Document text:

####################

# Dental procedures coding



## kevbshields (Sep 12, 2007)

This is really just a general request for anyone who could recommend a course (on-line preferably) on Dental procedures.

I understand enough of the anatomy and coding system to muttle my way through the services, but this is an area I'm adamant about expanding skill in.  I know that many people on the Dentist side of the fence go through dental assisting programs.  While I have no ambition to complete an entire program, I'm interested in perhaps auditing a course on the coding/terminology portions.

Despite some very helpful resources, it is still a very weak area.  It's my goal to change that.

Any advice would be appreciated. 

Thanks.


----------



## thompsonsyl (Sep 12, 2007)

Hi there....

I found a website that has a course called "DenCodes" that is described as a "...course specifically designed for employees who work with dental terms and codes in the insurance field or in dental offices. It introduces dental terminology and the most frequently coded procedures and explains ADA coding categories and insurance categories and how they affect billing."  It comes with a workbook for $99.  The site lets you preview the Course Demonstrations and DenCodes runs for 3 hours.  Sounds good, yeah?
http://www.bytesizelearning.com/products.html

I also found a site that has on-going 6 week courses w/ 6 CEU's.  The next scheduled course begins November 12, 2007.
http://www.e-medbill.com/dental_billing_and_coding.htm

Lastly, depending on where you are located, I found a link for what sounds like a pretty good seminar.
http://www.findaseminar.com/event1.asp?eventID=4756#dates-locations

Hope this info is helpful to you!  Good Luck!


----------



## kevbshields (Sep 13, 2007)

You are too cool!  Thank you so much.

All I could scrounge up was a prep course for the CDPMA certification and a lot of dental assisting programs.

I want to keep this focussed on the coding and/or insurance considerations and what you found is terrific.

'Can't thank you enough!


----------

####################

Given records:

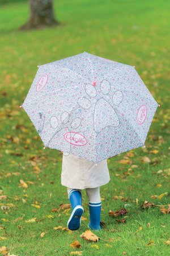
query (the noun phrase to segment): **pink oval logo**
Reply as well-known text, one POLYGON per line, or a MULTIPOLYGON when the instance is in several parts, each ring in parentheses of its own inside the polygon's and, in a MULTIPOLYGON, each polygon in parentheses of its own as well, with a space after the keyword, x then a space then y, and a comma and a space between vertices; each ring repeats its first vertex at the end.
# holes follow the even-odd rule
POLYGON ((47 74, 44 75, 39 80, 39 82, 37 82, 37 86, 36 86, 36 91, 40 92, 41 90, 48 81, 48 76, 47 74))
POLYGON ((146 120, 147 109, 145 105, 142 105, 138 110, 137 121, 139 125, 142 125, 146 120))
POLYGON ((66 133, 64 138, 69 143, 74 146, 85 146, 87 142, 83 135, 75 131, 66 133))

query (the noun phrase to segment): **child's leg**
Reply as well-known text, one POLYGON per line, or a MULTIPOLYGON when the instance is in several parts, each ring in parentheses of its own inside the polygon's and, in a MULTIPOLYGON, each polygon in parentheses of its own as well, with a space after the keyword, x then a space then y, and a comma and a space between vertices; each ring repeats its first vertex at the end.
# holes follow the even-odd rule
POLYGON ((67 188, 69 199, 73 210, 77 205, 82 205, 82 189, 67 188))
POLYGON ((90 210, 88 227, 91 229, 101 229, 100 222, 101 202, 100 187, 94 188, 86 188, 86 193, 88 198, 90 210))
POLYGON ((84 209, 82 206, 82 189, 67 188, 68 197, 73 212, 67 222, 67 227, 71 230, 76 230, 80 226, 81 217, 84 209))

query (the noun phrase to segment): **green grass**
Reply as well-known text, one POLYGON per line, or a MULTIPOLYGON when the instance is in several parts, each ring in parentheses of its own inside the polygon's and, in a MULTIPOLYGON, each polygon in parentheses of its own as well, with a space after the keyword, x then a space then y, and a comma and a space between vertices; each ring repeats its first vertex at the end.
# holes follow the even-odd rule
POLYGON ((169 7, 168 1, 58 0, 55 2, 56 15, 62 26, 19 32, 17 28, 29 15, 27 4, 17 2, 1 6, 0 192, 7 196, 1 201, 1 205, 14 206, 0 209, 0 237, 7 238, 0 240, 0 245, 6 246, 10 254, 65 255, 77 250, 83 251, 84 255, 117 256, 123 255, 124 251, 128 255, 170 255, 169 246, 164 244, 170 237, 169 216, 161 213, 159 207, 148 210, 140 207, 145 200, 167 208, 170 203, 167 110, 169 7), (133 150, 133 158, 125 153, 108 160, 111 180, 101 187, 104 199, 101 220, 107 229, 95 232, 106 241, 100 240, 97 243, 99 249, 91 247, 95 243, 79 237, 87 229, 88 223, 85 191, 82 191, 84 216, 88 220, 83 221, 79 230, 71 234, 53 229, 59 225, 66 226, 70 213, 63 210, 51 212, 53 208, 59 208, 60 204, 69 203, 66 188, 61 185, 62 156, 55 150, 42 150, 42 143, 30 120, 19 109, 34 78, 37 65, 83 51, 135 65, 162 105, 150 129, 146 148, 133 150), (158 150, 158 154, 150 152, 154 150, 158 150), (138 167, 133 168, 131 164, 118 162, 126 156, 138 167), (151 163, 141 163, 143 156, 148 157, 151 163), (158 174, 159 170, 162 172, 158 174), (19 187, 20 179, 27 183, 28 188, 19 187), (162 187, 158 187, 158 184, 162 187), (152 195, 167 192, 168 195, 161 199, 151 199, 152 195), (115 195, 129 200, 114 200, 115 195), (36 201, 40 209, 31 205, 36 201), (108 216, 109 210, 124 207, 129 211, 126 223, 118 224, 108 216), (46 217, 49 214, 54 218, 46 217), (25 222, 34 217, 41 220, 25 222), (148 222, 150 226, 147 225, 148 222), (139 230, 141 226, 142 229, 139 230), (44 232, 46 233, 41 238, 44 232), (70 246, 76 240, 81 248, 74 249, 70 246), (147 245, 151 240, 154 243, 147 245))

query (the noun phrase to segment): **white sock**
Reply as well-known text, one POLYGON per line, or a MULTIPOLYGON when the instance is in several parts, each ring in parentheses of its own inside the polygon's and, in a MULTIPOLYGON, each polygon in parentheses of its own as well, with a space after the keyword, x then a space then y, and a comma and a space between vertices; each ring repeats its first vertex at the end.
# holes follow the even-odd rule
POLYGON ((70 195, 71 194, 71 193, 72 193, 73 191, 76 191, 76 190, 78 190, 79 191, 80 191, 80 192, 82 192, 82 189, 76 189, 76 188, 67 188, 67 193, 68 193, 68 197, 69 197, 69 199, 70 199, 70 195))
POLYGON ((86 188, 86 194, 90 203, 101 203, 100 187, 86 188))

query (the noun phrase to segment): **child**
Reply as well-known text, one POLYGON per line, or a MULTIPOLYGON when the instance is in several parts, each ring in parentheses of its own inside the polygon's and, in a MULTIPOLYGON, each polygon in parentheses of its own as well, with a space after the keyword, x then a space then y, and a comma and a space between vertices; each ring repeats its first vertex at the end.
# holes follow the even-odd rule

####################

Work to do: Render this sentence from the dental coding thread in Spanish: "The next scheduled course begins November 12, 2007." Rely on the dental coding thread alone, not on the entries.

Output: El próximo curso programado comienza el 12 de noviembre de 2007.